- What you have to do -
Turn the records into a numbered list, starting with the line that contains "Tag one point on every instance of the dark grey" and going on through the end of the records. Skip blank lines and leave out the pictures.
☆ ☆ ☆ ☆ ☆ ☆ ☆
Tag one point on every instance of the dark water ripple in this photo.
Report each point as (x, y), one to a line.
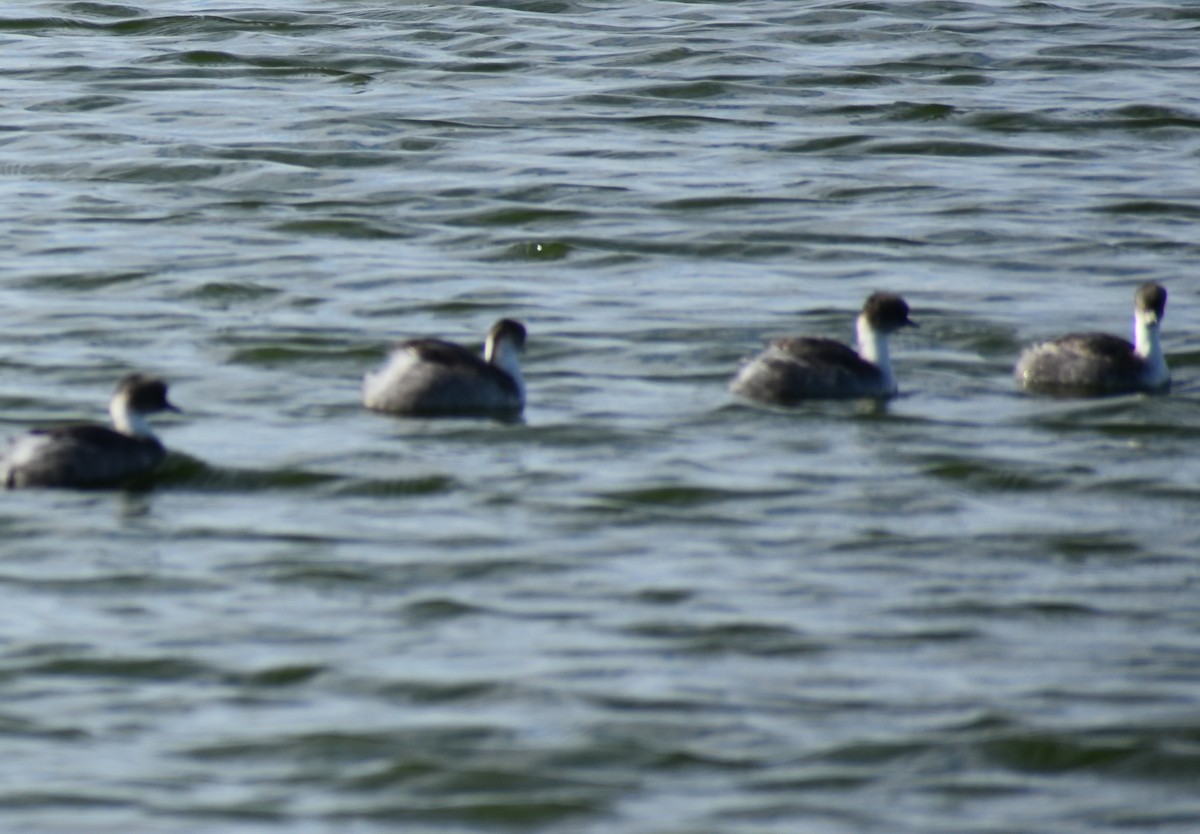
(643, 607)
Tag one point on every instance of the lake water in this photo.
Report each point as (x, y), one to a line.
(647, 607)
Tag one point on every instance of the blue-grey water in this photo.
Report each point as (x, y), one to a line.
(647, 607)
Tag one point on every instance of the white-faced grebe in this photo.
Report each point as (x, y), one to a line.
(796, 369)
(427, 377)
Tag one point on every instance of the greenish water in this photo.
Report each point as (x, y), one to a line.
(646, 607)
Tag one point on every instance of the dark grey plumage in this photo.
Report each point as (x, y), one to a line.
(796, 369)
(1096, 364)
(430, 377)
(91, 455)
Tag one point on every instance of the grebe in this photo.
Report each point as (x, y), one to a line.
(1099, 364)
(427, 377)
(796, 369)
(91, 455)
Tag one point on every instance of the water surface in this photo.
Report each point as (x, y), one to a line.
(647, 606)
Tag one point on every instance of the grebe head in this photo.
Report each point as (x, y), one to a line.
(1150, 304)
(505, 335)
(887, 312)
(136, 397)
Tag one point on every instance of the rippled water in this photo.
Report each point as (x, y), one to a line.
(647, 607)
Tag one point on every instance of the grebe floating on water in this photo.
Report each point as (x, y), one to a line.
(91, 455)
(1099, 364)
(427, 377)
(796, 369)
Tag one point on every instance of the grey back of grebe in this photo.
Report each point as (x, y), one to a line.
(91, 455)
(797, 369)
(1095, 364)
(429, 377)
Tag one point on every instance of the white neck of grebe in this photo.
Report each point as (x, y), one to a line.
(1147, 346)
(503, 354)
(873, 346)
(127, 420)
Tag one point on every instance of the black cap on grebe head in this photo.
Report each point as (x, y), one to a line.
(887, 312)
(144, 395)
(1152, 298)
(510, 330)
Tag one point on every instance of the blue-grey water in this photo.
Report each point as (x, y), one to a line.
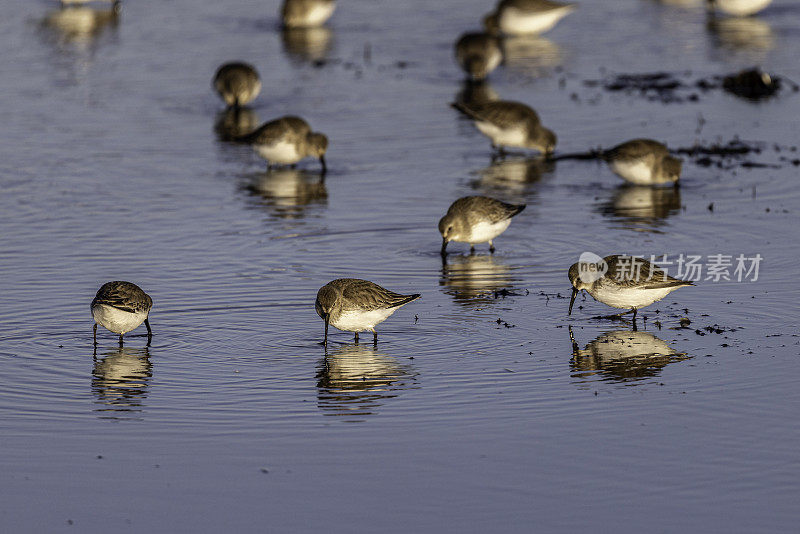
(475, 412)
☆ ☆ ☆ ☆ ☆ ☆ ☆
- Reply to the exercise -
1. Tag one point on every instance of the dark grey plumage in this photo.
2. Report each point as (x, y), one to a line.
3. (796, 369)
4. (1096, 364)
5. (430, 377)
6. (91, 455)
7. Tag one point on every instance of the grebe in this photo.
8. Report each point as (x, y), one to a line.
9. (1099, 364)
10. (427, 377)
11. (796, 369)
12. (91, 455)
13. Tag one point on every instance of the water surface in this photo.
14. Report each point as (x, y), one to a line.
15. (647, 606)
16. Tag one point on every instance of the grebe head in this photo.
17. Report each point as (x, y), one to a line.
18. (1150, 304)
19. (505, 335)
20. (887, 312)
21. (136, 397)
22. Tag one point on every instance of the rippled water in this photo.
23. Report each point as (x, y), one to a line.
24. (647, 607)
25. Tag one point on every instance of the grebe floating on water in this photo.
26. Report each point as (x, y), one to a line.
27. (91, 455)
28. (1099, 364)
29. (427, 377)
30. (796, 369)
31. Tag one point on every instance of the grey back of grebe in this photo.
32. Report each point as (x, y), one to a line.
33. (91, 455)
34. (797, 369)
35. (1095, 364)
36. (429, 377)
37. Tag one point on every instance of the white neck of grebe in this photo.
38. Report each point as (x, y), one to a line.
39. (1147, 346)
40. (503, 354)
41. (873, 346)
42. (127, 420)
43. Tag one point on every instance of the black cap on grebe head in this photo.
44. Report each point as (x, y), one to a line.
45. (887, 312)
46. (144, 395)
47. (1152, 298)
48. (510, 330)
49. Tag one point on every instance of the blue-grey water in this photo.
50. Report each point as (x, y), one to a line.
51. (475, 412)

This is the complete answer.